▸ DOCUMENT PASSAGE:
============================================================

Biluochun: The Spiraled Spring Jewel of Taihu Lake


Green Tea
Biluochun, whose name translates literally to “Green Snail Spring,” is one of China’s ten most celebrated green teas, yet it remains a delicate secret outside serious tea circles. Grown on the mist-locked, fruit-tree-dotted hills that rise from the eastern shore of Taihu Lake in Jiangsu Province, this tea is prized for its improbably tiny spiral-shaped leaves, an aroma that carries the perfume of apricot and plum blossoms, and a cup that tastes like cool morning air distilled into liquid jade. To understand Biluochun is to step into a microclimate where lake, mountain, orchard and fog conspire each March to create one of the world’s most fragrant green teas.

Historical whispers place Biluochun’s birth during the late Tang dynasty, when local monks first fired wild tea shoots in iron woks to stop oxidation. The tea entered imperial records in the Kangxi era (1662-1722) after the Qing emperor, touring the region, was captivated by its “startling fragrance.” He supposedly renamed it from the rustic “Xia Sha Ren Xiang” (“Scary Fragrance”) to the more elegant “Biluochun,” referencing both its color and its snail-shell curl. Commerce followed fame: by the nineteenth century Suzhou tea firms were exporting the leaf down the Grand Canal to Canton, where foreign merchants mistook its intense aroma for added perfume, a myth that still haunts the tea today.

Geography is the first actor in Biluochun’s drama. The Dongting Dong and Xi mountains rise steeply from Taihu, China’s third-largest freshwater lake. Warm daytime lake vapors meet cool night air, generating a 75–85 % humidity blanket that forces the tea bush to grow slowly, stacking amino acids and fragrant compounds in the process. Unlike the continentally influenced tea gardens of Yunnan or Fujian, Biluochun’s terroir is maritime; winter here is mild, spring arrives early, and the surrounding peach, plum and loquat trees bloom in synchrony with the tea, letting their nectar drift onto the downy buds. The result is a natural “scenting” no master blender in Guangzhou could replicate.

Although all Biluochun shares this terroir, three distinct styles have emerged. “Dongshan Original” comes from the east mountain’s shaded northern slopes, where morning mist lingers longest; its leaf is the smallest and most silvery, yielding a pale liquor with orchid notes. “Xishan Traditional,” grown on the west mountain’s sunny southern face, produces a slightly bolder cup with a nuttier finish. Since 2005 a “Taihu Plain” version has expanded onto lower-elevation foothills; machine-aided and more affordable, it offers the curly look but lacks the haunting aromatics of the mountain originals. Purists insist that only the hand-harvested core bud and the adjacent half-open leaf, plucked before the Qingming festival in early April, deserve the name Biluochun.

============================================================

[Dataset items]
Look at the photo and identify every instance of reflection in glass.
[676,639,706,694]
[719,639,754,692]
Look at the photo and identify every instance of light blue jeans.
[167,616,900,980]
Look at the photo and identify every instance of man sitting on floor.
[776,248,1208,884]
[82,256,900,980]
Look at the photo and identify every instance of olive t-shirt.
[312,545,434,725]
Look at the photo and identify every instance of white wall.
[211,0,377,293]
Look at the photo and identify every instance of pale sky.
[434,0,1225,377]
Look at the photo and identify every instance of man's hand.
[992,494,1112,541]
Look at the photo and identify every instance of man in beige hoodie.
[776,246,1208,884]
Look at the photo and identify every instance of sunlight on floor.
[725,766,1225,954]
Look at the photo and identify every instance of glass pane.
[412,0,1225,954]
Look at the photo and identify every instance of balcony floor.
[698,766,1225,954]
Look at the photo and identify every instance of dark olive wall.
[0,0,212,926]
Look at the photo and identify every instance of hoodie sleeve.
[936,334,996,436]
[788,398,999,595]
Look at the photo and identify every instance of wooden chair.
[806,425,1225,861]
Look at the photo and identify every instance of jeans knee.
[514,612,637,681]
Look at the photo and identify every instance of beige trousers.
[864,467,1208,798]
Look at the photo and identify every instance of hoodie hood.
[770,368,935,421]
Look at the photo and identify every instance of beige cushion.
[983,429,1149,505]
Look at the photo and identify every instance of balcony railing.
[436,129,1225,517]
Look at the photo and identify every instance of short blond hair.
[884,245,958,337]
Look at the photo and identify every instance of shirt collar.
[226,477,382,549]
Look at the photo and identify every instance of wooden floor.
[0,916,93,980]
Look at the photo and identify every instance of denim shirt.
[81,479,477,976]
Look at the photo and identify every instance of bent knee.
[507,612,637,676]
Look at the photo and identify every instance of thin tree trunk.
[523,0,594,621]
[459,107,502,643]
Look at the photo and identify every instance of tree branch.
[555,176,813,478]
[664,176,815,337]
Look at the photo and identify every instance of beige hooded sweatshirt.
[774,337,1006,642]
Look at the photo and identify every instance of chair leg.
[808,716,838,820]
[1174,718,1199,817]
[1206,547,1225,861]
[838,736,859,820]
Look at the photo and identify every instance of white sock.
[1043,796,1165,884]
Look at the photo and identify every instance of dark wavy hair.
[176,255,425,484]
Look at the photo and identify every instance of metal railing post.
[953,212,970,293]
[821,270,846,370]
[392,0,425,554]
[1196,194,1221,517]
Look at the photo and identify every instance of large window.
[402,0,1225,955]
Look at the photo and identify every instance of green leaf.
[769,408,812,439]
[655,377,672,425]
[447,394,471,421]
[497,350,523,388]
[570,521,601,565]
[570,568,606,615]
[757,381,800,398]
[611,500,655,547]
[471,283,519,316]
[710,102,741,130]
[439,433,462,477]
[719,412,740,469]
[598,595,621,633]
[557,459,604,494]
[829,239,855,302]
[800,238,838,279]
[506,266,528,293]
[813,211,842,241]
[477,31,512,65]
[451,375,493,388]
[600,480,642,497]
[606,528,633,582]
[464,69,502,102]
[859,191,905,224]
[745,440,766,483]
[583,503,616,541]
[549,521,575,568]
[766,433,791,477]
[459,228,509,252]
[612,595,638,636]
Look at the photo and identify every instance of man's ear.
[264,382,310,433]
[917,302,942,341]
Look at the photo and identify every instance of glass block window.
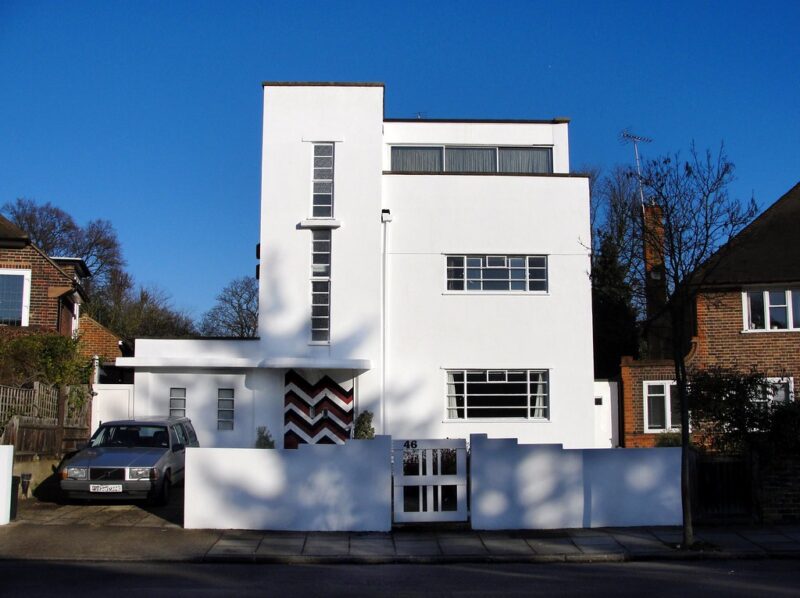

============================================================

▸ TASKS TO CARRY OUT:
• 1. Substitute "Yangtze River" for "Grand Canal" and write out everything in the Biluochun article from "Historical whispers place" down to "the tea today.".
• 2. Resume the Biluochun article, picking up after its final sentence.

▸ ANSWERS:
• 1.
Historical whispers place Biluochun’s birth during the late Tang dynasty, when local monks first fired wild tea shoots in iron woks to stop oxidation. The tea entered imperial records in the Kangxi era (1662-1722) after the Qing emperor, touring the region, was captivated by its “startling fragrance.” He supposedly renamed it from the rustic “Xia Sha Ren Xiang” (“Scary Fragrance”) to the more elegant “Biluochun,” referencing both its color and its snail-shell curl. Commerce followed fame: by the nineteenth century Suzhou tea firms were exporting the leaf down the Yangtze River to Canton, where foreign merchants mistook its intense aroma for added perfume, a myth that still haunts the tea today.

• 2.
Crafting the tea is a race against enzymatic time. Picking starts at dawn when dew still weighs the shoots; any delay oxidizes the cut surface, flattening fragrance. Experienced pluckers pinch rather than pull, keeping the bud intact and dropping it into shallow bamboo baskets lined with nettle cloth to prevent bruising. Within two hours the leaves reach the village work-shed where they are spread no thicker than two centimeters to wither for thirty minutes, just long enough for surface moisture to evaporate without losing the internal juiciness critical for curling.

The kill-green phase follows, performed on seasoned iron pans heated to 180 °C. A crafter’s bare hand flips 250 g of leaves against the scorching metal for precisely three minutes, relying on calloused skin to judge when the leaf temperature reaches 70 °C—hot enough to deactivate polyphenol oxidase yet cool enough to preserve green chlorophyll. The motion is a figure-eight: palm presses, fingers flick, wrist rotates, causing the soft leaf to curl around the bud. As moisture drops to 40 %, heat is lowered to 120 °C and the same hand now kneads the leaf against the pan wall, coaxing the signature spiral while rupturing cell walls to release aromatic oils. Locals call this “one kill, three kneads, one dry,” a mantra recited for five uninterrupted minutes until the leaf feels leathery and emits a faint peach-pit scent. A final gentle toasting at 80 °C sets the moisture at 5–6 %, locking in fragrance and allowing the tight roll to hold for months.